## To be done
Copy out the data below verbatim, omitting the pictures.

## Segmentation data
# # #

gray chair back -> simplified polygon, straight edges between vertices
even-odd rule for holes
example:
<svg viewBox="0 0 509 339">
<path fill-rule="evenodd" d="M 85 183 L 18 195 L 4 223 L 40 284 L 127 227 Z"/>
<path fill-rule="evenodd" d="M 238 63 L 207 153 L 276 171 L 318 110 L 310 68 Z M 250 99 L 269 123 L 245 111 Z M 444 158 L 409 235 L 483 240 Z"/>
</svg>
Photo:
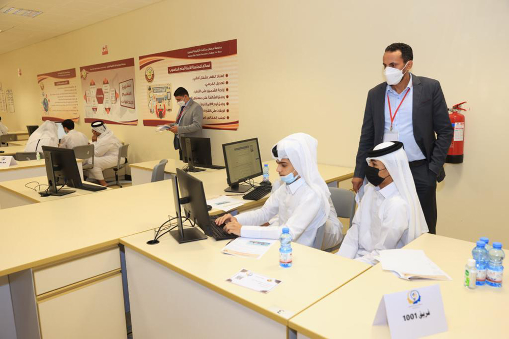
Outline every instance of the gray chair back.
<svg viewBox="0 0 509 339">
<path fill-rule="evenodd" d="M 349 190 L 329 187 L 330 199 L 340 218 L 350 219 L 350 226 L 355 214 L 355 194 Z"/>
<path fill-rule="evenodd" d="M 73 148 L 76 159 L 84 160 L 91 158 L 92 158 L 91 163 L 88 163 L 82 165 L 83 170 L 90 169 L 94 167 L 94 152 L 95 151 L 95 146 L 94 145 L 94 144 L 76 146 Z"/>
<path fill-rule="evenodd" d="M 325 224 L 324 224 L 317 230 L 317 235 L 315 237 L 315 242 L 313 242 L 313 248 L 317 250 L 322 249 L 322 243 L 323 242 L 323 235 L 325 233 Z"/>
<path fill-rule="evenodd" d="M 37 159 L 37 153 L 41 154 L 41 159 L 44 159 L 44 156 L 41 152 L 16 152 L 14 155 L 14 159 L 18 161 L 26 160 L 35 160 Z"/>
<path fill-rule="evenodd" d="M 152 178 L 150 180 L 151 182 L 160 181 L 164 179 L 164 167 L 167 162 L 167 160 L 163 159 L 159 162 L 159 164 L 154 166 L 154 169 L 152 170 Z"/>
<path fill-rule="evenodd" d="M 16 141 L 18 140 L 17 134 L 4 134 L 0 135 L 0 145 L 3 143 L 8 143 L 11 141 Z"/>
</svg>

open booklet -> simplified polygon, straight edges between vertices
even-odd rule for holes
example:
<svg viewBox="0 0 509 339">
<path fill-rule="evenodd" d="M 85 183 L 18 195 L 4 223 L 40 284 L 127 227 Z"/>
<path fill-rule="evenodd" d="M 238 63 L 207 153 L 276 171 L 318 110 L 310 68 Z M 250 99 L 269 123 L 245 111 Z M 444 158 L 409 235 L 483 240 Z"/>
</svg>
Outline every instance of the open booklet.
<svg viewBox="0 0 509 339">
<path fill-rule="evenodd" d="M 452 280 L 421 250 L 384 250 L 380 252 L 382 268 L 392 271 L 402 279 Z"/>
</svg>

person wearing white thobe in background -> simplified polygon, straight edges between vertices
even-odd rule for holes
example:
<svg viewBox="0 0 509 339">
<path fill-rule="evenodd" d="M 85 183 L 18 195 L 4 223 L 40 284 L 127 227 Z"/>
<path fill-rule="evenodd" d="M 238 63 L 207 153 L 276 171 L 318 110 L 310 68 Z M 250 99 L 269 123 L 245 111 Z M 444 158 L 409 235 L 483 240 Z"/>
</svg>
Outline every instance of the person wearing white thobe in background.
<svg viewBox="0 0 509 339">
<path fill-rule="evenodd" d="M 358 193 L 361 199 L 338 255 L 374 265 L 379 251 L 401 248 L 428 232 L 403 146 L 384 142 L 368 152 L 368 182 Z"/>
</svg>

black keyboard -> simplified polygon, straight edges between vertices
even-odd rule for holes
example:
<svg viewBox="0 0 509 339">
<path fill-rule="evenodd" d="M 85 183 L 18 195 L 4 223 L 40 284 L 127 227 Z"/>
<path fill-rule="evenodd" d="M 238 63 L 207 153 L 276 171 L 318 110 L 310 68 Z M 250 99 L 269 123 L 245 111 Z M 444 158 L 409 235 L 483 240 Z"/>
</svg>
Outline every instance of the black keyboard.
<svg viewBox="0 0 509 339">
<path fill-rule="evenodd" d="M 221 166 L 219 165 L 202 165 L 201 164 L 194 164 L 194 167 L 210 168 L 211 169 L 223 169 L 226 168 L 224 166 Z"/>
<path fill-rule="evenodd" d="M 210 226 L 209 227 L 210 231 L 212 233 L 212 237 L 216 240 L 226 240 L 227 239 L 235 239 L 237 236 L 235 234 L 229 234 L 224 232 L 222 228 L 224 224 L 217 226 L 216 225 L 216 219 L 219 217 L 222 217 L 224 213 L 217 214 L 216 215 L 210 215 Z"/>
<path fill-rule="evenodd" d="M 260 186 L 244 194 L 242 198 L 246 200 L 259 200 L 270 193 L 272 189 L 272 186 Z"/>
<path fill-rule="evenodd" d="M 81 187 L 77 187 L 76 188 L 79 189 L 80 190 L 86 190 L 87 191 L 92 191 L 92 192 L 97 192 L 98 191 L 105 190 L 108 188 L 104 186 L 99 186 L 98 185 L 91 185 L 88 183 L 82 183 Z"/>
</svg>

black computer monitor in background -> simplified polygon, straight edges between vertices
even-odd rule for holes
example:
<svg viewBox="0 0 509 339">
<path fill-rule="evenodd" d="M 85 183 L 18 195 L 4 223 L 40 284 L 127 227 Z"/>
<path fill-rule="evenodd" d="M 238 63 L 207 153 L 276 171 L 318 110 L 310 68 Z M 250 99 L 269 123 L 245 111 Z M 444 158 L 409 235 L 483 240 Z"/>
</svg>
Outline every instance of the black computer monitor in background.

# # #

## Exercise result
gray chair back -> simplified polygon, straight edges between vertices
even-odd rule for holes
example:
<svg viewBox="0 0 509 339">
<path fill-rule="evenodd" d="M 85 183 L 18 195 L 4 223 L 40 284 L 127 227 Z"/>
<path fill-rule="evenodd" d="M 238 63 L 207 153 L 276 171 L 318 110 L 310 68 Z M 250 99 L 269 123 L 245 111 Z M 444 158 L 409 235 L 483 240 Z"/>
</svg>
Photo:
Outline every instance of the gray chair back.
<svg viewBox="0 0 509 339">
<path fill-rule="evenodd" d="M 349 190 L 329 187 L 330 199 L 340 218 L 350 219 L 350 226 L 355 214 L 355 194 Z"/>
<path fill-rule="evenodd" d="M 73 148 L 76 159 L 84 160 L 91 158 L 92 158 L 91 163 L 88 163 L 82 165 L 83 170 L 90 169 L 94 167 L 94 152 L 95 151 L 95 146 L 94 145 L 94 144 L 76 146 Z"/>
<path fill-rule="evenodd" d="M 325 224 L 324 224 L 317 230 L 317 235 L 315 237 L 315 242 L 313 242 L 313 248 L 317 250 L 322 249 L 322 243 L 323 242 L 323 235 L 325 233 Z"/>
<path fill-rule="evenodd" d="M 37 159 L 37 153 L 41 154 L 41 159 L 44 159 L 44 156 L 41 152 L 16 152 L 14 155 L 14 159 L 18 161 L 26 160 L 35 160 Z"/>
<path fill-rule="evenodd" d="M 152 178 L 150 180 L 151 182 L 160 181 L 164 179 L 164 167 L 167 162 L 167 160 L 163 159 L 159 162 L 159 164 L 154 166 L 154 169 L 152 170 Z"/>
<path fill-rule="evenodd" d="M 16 141 L 18 140 L 17 134 L 4 134 L 0 135 L 0 145 L 3 143 L 8 143 L 11 141 Z"/>
</svg>

open booklet -> simplified polygon, straight edges between vertices
even-odd rule for holes
example:
<svg viewBox="0 0 509 339">
<path fill-rule="evenodd" d="M 85 183 L 18 195 L 4 223 L 40 284 L 127 227 Z"/>
<path fill-rule="evenodd" d="M 238 63 L 207 153 L 276 171 L 318 110 L 310 68 Z M 250 99 L 269 123 L 245 111 Z M 444 158 L 409 235 L 483 240 Z"/>
</svg>
Outline every instance of the open booklet.
<svg viewBox="0 0 509 339">
<path fill-rule="evenodd" d="M 452 280 L 421 250 L 384 250 L 380 252 L 382 268 L 392 271 L 402 279 Z"/>
</svg>

person wearing white thobe in background -> simplified polygon, straight edges between vertices
even-odd rule for holes
example:
<svg viewBox="0 0 509 339">
<path fill-rule="evenodd" d="M 85 183 L 18 195 L 4 223 L 40 284 L 127 227 Z"/>
<path fill-rule="evenodd" d="M 238 63 L 207 153 L 276 171 L 318 110 L 310 68 Z M 250 99 L 269 123 L 245 111 Z M 444 158 L 409 235 L 483 240 Z"/>
</svg>
Outline every instance of the person wearing white thobe in background.
<svg viewBox="0 0 509 339">
<path fill-rule="evenodd" d="M 358 193 L 361 199 L 338 255 L 374 265 L 379 251 L 401 248 L 428 232 L 403 146 L 384 142 L 368 152 L 368 182 Z"/>
</svg>

black keyboard -> simplified polygon, straight edges between vertices
even-odd rule for holes
example:
<svg viewBox="0 0 509 339">
<path fill-rule="evenodd" d="M 85 183 L 18 195 L 4 223 L 40 284 L 127 227 Z"/>
<path fill-rule="evenodd" d="M 238 63 L 207 153 L 276 171 L 318 110 L 310 68 Z M 250 99 L 269 123 L 245 111 Z M 444 158 L 409 235 L 483 240 Z"/>
</svg>
Outline every instance of the black keyboard.
<svg viewBox="0 0 509 339">
<path fill-rule="evenodd" d="M 221 166 L 219 165 L 202 165 L 201 164 L 194 164 L 194 167 L 210 168 L 211 169 L 223 169 L 226 168 L 224 166 Z"/>
<path fill-rule="evenodd" d="M 210 226 L 209 227 L 210 231 L 212 233 L 212 237 L 216 240 L 226 240 L 227 239 L 235 239 L 237 236 L 235 234 L 229 234 L 224 232 L 222 228 L 224 224 L 217 226 L 216 225 L 216 219 L 219 217 L 222 217 L 224 213 L 217 214 L 216 215 L 210 215 Z"/>
<path fill-rule="evenodd" d="M 260 186 L 244 194 L 242 198 L 246 200 L 259 200 L 270 193 L 272 189 L 272 186 Z"/>
<path fill-rule="evenodd" d="M 81 187 L 77 187 L 76 188 L 79 189 L 80 190 L 86 190 L 87 191 L 92 191 L 92 192 L 97 192 L 98 191 L 105 190 L 108 188 L 104 186 L 99 186 L 98 185 L 91 185 L 88 183 L 82 183 Z"/>
</svg>

black computer monitor in background -> simplified polygon, straight edges between vertices
even-odd rule for holes
example:
<svg viewBox="0 0 509 339">
<path fill-rule="evenodd" d="M 85 183 L 18 195 L 4 223 L 40 284 L 127 227 Z"/>
<path fill-rule="evenodd" d="M 238 63 L 207 153 L 276 171 L 318 110 L 310 68 Z M 250 99 L 269 123 L 245 111 Z M 444 158 L 409 235 L 483 240 Z"/>
</svg>
Outline every instance of the black computer monitor in background.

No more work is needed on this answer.